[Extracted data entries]
──────────────────────────────

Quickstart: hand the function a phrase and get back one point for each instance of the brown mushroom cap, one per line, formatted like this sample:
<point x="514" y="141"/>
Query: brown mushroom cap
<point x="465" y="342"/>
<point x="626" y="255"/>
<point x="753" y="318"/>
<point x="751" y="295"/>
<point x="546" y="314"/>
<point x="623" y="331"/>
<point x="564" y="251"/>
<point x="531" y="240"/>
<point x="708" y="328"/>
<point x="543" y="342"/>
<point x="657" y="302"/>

──────────────────────────────

_INSTRUCTION_: Quote every line of the data above word for word.

_TASK ANSWER_:
Quickstart: hand the function a phrase and get back one point for each instance of the brown mushroom cap, one per line, formatted like this sample:
<point x="514" y="141"/>
Query: brown mushroom cap
<point x="465" y="342"/>
<point x="626" y="255"/>
<point x="753" y="318"/>
<point x="751" y="295"/>
<point x="546" y="314"/>
<point x="623" y="331"/>
<point x="564" y="251"/>
<point x="531" y="240"/>
<point x="708" y="328"/>
<point x="543" y="342"/>
<point x="657" y="302"/>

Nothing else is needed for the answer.